- Record excerpts -
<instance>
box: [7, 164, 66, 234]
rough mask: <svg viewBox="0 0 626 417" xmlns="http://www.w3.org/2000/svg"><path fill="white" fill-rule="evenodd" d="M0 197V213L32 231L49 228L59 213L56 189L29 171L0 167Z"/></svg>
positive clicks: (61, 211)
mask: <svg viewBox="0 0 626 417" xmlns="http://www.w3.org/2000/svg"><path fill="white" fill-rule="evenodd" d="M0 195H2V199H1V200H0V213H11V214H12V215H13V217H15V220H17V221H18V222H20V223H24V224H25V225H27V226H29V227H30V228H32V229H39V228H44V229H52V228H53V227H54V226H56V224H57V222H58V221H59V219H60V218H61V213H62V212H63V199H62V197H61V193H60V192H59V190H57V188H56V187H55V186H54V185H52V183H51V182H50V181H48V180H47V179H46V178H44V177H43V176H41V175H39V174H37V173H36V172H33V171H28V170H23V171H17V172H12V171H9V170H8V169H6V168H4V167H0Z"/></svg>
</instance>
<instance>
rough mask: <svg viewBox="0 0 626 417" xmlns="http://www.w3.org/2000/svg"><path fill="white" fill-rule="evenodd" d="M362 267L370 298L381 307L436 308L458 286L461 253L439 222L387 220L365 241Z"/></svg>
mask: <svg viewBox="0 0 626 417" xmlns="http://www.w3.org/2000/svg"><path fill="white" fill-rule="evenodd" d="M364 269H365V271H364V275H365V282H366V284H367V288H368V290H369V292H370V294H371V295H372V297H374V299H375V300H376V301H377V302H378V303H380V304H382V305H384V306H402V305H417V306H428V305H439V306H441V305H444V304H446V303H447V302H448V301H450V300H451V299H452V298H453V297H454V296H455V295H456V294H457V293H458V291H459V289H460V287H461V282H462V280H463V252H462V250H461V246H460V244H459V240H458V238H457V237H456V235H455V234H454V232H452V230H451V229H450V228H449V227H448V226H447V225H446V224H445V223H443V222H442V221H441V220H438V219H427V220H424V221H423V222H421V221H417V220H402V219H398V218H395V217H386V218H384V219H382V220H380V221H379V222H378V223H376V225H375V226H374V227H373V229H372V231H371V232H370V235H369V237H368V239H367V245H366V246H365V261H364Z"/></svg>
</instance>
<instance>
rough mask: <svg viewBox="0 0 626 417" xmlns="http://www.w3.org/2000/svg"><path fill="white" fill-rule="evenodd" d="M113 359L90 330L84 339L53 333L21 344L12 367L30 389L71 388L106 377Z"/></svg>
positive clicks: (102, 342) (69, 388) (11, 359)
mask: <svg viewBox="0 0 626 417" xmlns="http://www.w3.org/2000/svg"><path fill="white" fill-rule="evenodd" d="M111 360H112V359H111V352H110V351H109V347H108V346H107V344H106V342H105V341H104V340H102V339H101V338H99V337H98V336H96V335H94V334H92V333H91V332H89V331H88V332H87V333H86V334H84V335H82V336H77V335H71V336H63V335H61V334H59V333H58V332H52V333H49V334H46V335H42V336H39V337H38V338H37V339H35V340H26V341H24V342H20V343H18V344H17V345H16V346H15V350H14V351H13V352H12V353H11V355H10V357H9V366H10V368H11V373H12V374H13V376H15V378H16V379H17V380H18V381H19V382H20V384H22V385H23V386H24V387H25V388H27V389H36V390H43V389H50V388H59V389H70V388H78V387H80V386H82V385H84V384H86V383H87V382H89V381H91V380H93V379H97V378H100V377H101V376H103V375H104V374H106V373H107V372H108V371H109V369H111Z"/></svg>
---
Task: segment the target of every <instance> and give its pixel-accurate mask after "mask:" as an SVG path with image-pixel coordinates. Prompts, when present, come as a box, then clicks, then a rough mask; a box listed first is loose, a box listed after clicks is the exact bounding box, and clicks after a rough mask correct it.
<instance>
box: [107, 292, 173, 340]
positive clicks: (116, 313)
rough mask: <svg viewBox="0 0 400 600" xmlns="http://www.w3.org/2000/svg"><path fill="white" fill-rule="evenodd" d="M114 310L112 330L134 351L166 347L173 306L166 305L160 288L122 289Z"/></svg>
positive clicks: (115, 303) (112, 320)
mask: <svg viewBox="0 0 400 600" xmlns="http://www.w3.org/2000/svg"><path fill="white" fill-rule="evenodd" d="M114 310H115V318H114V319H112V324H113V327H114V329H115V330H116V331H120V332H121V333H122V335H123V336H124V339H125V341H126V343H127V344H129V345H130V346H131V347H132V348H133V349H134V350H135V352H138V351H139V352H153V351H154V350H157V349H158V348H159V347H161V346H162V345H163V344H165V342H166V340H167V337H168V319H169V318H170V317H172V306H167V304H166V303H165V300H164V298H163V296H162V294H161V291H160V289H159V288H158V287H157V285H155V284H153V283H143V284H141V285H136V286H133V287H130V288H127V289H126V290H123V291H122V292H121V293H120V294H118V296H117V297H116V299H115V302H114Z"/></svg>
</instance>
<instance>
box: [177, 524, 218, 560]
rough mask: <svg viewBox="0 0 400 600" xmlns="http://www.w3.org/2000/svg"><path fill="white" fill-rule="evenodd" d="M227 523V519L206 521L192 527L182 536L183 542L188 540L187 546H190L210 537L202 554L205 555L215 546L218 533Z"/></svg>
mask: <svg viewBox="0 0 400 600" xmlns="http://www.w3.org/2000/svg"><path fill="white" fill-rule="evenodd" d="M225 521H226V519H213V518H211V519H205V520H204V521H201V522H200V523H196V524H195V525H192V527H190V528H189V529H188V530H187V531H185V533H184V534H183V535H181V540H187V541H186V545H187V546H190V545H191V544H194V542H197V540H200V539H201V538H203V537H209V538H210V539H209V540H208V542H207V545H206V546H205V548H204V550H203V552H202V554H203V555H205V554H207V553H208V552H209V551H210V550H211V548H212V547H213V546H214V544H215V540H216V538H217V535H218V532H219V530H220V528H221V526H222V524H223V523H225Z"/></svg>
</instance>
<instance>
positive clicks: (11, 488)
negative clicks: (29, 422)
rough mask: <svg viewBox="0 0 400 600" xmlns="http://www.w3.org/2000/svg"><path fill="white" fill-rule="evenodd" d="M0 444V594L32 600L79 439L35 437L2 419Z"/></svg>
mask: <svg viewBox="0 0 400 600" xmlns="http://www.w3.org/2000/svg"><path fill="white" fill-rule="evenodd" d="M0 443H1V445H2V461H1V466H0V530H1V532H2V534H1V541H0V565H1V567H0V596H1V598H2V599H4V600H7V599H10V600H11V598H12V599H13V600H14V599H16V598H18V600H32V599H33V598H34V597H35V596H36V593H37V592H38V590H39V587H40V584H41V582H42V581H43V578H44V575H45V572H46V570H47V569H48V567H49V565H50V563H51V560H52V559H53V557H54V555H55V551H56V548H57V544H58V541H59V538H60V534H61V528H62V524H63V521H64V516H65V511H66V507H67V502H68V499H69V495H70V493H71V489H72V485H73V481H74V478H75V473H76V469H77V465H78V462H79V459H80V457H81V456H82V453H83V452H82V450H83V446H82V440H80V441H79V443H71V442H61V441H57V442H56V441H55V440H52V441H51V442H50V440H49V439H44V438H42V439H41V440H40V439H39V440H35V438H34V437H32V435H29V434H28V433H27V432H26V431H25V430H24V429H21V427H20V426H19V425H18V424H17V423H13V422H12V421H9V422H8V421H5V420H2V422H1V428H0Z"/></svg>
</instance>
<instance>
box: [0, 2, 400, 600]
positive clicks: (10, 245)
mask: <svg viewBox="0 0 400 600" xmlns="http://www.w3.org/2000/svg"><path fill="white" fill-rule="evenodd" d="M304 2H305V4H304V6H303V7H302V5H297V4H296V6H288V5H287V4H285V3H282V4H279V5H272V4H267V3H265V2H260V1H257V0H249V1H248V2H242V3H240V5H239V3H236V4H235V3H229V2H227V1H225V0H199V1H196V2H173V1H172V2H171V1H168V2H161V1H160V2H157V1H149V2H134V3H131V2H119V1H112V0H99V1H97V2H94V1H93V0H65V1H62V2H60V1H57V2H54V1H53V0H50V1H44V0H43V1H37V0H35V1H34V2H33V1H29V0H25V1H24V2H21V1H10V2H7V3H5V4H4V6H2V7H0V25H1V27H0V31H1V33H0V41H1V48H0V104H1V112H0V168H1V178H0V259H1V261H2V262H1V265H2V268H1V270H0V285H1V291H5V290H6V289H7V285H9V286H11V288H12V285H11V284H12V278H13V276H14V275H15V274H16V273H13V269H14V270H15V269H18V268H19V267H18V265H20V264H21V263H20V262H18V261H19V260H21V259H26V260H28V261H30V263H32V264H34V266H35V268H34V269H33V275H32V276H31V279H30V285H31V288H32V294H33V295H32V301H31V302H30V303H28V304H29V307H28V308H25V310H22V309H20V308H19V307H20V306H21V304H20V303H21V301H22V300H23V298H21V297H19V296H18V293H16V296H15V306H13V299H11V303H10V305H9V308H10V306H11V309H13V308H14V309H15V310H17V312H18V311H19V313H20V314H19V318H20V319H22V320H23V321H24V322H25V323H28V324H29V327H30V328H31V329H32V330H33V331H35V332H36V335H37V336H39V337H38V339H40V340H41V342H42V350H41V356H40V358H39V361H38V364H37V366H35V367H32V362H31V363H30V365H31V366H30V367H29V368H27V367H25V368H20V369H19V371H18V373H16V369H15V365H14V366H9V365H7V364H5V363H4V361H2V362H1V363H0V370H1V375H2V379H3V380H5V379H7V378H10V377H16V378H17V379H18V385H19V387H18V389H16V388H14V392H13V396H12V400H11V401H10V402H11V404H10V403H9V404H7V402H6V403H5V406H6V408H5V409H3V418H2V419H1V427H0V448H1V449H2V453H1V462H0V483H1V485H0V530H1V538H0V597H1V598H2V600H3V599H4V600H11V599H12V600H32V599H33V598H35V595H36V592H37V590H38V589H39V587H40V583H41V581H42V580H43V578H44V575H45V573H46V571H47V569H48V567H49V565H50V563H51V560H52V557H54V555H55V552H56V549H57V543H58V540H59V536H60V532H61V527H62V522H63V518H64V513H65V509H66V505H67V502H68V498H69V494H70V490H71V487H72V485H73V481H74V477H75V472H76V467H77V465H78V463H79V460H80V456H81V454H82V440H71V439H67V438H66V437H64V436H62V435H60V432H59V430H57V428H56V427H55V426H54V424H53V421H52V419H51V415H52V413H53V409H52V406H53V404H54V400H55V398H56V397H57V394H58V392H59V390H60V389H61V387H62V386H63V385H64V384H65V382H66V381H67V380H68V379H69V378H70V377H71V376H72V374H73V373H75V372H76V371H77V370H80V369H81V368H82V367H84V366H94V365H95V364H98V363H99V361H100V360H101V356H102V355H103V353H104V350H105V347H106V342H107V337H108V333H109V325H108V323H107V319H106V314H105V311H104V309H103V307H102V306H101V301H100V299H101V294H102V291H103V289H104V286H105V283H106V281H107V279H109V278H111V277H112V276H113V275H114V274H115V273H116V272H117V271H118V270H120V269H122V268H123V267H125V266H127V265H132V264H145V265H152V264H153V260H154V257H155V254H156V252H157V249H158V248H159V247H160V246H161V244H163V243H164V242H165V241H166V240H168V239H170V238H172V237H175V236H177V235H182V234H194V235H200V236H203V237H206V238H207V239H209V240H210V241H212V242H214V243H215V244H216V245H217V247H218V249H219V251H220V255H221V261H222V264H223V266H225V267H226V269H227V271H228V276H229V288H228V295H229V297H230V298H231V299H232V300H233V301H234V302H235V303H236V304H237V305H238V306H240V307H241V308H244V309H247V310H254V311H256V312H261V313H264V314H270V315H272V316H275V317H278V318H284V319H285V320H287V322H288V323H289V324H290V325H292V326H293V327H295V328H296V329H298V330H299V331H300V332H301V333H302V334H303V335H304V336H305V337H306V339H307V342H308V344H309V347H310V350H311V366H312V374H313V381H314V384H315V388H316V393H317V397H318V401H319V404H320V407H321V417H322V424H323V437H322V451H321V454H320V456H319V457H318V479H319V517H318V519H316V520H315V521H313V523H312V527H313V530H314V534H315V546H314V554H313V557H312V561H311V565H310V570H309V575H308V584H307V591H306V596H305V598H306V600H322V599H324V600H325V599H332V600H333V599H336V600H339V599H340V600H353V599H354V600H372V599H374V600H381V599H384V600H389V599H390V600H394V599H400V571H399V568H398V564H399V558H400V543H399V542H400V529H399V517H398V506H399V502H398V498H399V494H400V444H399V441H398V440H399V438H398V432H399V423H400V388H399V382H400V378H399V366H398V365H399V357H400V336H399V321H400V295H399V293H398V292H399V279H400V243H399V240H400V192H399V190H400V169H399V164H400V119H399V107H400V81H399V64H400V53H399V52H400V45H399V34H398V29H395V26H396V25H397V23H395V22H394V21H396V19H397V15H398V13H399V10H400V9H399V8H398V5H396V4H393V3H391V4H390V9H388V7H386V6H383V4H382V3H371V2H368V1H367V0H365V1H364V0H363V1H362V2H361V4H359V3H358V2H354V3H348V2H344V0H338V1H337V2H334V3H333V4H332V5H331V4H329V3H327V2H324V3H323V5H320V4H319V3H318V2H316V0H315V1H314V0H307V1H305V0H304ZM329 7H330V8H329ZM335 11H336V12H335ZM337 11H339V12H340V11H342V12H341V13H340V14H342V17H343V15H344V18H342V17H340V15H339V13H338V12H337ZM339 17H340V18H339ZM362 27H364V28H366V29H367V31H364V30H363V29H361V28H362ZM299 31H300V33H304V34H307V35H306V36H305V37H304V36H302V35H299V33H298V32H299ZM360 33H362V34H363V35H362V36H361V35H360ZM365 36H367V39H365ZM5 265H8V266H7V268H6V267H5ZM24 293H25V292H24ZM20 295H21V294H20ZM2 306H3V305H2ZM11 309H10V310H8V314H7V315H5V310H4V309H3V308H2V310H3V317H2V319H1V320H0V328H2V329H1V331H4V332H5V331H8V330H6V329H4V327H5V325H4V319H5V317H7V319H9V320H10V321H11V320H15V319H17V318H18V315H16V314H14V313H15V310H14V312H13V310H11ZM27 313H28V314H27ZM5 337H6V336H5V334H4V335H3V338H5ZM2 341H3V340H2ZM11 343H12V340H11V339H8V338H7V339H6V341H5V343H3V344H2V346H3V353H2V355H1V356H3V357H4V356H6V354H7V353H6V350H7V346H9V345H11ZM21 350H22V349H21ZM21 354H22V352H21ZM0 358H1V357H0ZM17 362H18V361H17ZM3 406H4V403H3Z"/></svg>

- Problem requirements -
From the data above, reproduce word for word the lines running from the line with "444V594L32 600L79 439L35" to the line with "box: [0, 2, 400, 600]", ends included.

- Result of the exercise -
rough mask: <svg viewBox="0 0 400 600" xmlns="http://www.w3.org/2000/svg"><path fill="white" fill-rule="evenodd" d="M0 444V594L32 600L79 439L35 437L2 419Z"/></svg>
mask: <svg viewBox="0 0 400 600" xmlns="http://www.w3.org/2000/svg"><path fill="white" fill-rule="evenodd" d="M0 443H1V445H2V461H1V466H0V530H1V532H2V534H1V541H0V565H1V567H0V596H1V598H2V599H4V600H7V599H10V600H11V598H12V599H13V600H14V599H16V598H18V600H32V599H33V598H34V597H35V596H36V593H37V592H38V590H39V587H40V584H41V582H42V581H43V578H44V575H45V572H46V570H47V569H48V567H49V565H50V563H51V560H52V559H53V557H54V555H55V551H56V548H57V544H58V541H59V538H60V534H61V528H62V524H63V521H64V516H65V511H66V507H67V502H68V499H69V495H70V493H71V489H72V485H73V481H74V478H75V473H76V469H77V465H78V462H79V459H80V457H81V456H82V453H83V452H82V450H83V446H82V440H80V441H79V443H71V442H61V441H57V442H56V441H55V440H52V441H51V442H50V440H49V439H44V438H42V439H41V440H40V439H39V440H35V438H34V437H32V435H29V434H28V433H27V432H26V431H25V430H24V429H21V427H20V426H19V425H18V424H17V423H13V422H12V421H9V422H8V421H5V420H2V422H1V428H0Z"/></svg>
</instance>
<instance>
box: [0, 2, 400, 600]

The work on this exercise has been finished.